━━━ Entries shown ━━━

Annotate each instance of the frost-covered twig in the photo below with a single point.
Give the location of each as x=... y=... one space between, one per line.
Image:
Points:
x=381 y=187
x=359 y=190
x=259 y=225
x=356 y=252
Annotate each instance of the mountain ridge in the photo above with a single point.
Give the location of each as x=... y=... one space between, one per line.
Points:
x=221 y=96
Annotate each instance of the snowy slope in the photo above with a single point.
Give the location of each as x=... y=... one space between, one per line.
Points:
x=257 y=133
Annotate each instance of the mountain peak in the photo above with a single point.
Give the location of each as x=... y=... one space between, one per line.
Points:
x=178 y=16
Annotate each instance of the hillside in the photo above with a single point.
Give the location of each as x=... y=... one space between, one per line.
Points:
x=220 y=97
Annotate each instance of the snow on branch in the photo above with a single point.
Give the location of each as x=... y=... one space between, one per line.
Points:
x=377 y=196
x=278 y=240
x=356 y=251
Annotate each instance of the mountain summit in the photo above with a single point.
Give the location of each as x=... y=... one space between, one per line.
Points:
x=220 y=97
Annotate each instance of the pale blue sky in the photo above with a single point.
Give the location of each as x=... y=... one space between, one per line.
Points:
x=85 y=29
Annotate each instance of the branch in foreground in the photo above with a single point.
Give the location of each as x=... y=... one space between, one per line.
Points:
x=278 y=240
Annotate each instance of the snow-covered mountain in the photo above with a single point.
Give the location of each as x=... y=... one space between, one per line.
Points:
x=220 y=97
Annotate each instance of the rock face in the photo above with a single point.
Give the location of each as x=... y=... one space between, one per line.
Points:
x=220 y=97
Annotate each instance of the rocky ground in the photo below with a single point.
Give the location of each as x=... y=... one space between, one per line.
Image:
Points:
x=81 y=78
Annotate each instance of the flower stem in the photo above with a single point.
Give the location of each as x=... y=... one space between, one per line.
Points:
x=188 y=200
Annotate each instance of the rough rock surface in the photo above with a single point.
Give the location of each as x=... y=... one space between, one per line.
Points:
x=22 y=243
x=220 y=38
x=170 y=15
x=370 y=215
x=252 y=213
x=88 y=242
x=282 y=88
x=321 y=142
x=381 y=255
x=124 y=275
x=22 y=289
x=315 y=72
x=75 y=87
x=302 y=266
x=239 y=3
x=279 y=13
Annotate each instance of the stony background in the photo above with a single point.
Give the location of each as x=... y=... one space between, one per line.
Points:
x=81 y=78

━━━

▶ _Stated task_: Retype all of the lines above word for word, keeping every character and line break unchanged.

▶ _The reply_:
Annotate each instance of the frost-covered twig in the photo below with a single point.
Give the location of each as x=... y=... one space between, one per line.
Image:
Points:
x=381 y=187
x=359 y=190
x=259 y=225
x=356 y=252
Annotate each instance of the mountain ridge in the photo above with a single point.
Give the location of each as x=... y=... one space between, one per line.
Points:
x=221 y=96
Annotate each instance of the snowy slope in the photo above with a single point.
Give the location of each as x=... y=... one space between, one per line.
Points:
x=257 y=133
Annotate each instance of the mountain peak in the photo above with a single point.
Give the location of each as x=... y=... one space between, one per line.
Points:
x=178 y=16
Annotate each instance of the hillside in the photo above with a single point.
Give the location of each as x=... y=... one space between, one per line.
Points:
x=220 y=97
Annotate each instance of the snow on branch in the photo above with a single point.
Give the location of each as x=... y=... one space between, one per line.
Points:
x=377 y=196
x=278 y=240
x=356 y=251
Annotate each instance of the mountain summit in the photo above with a single point.
Give the location of each as x=... y=... one space between, one per line.
Points:
x=220 y=97
Annotate each instance of the pale blue sky in the photo above with a single point.
Give the location of each as x=... y=... one space between, one per line.
Points:
x=85 y=29
Annotate each instance of the branch in foreground in the photo above with a single point.
Give the location of each as x=... y=... one space between, one per line.
Points:
x=278 y=240
Annotate each instance of the snow-covered mountain in the photo above with a single point.
Give the location of each as x=... y=... one space between, one per line.
Points:
x=220 y=97
Annotate each instance of the rock face in the photo above with a single point.
Give the location of each as x=... y=... one space between, one per line.
Points:
x=220 y=97
Annotate each instance of the rocky ground in the photo below with a single point.
Give the location of each as x=... y=... one space between, one per line.
Image:
Points:
x=81 y=78
Annotate each instance of the flower stem in the photo above with a single point.
Give the location of each as x=... y=... one space between, one per line.
Points:
x=188 y=200
Annotate each instance of the rough rock surface in the photo above with a single point.
Give the location of each as x=... y=... one space between, one per line.
Points:
x=22 y=243
x=220 y=38
x=170 y=15
x=370 y=215
x=252 y=213
x=88 y=242
x=282 y=88
x=321 y=142
x=381 y=255
x=124 y=275
x=22 y=289
x=315 y=72
x=75 y=87
x=302 y=266
x=239 y=3
x=279 y=13
Annotate each instance of the stony background in the photo above with a single point.
Give the location of each as x=... y=... one space between, one per line.
Points:
x=81 y=78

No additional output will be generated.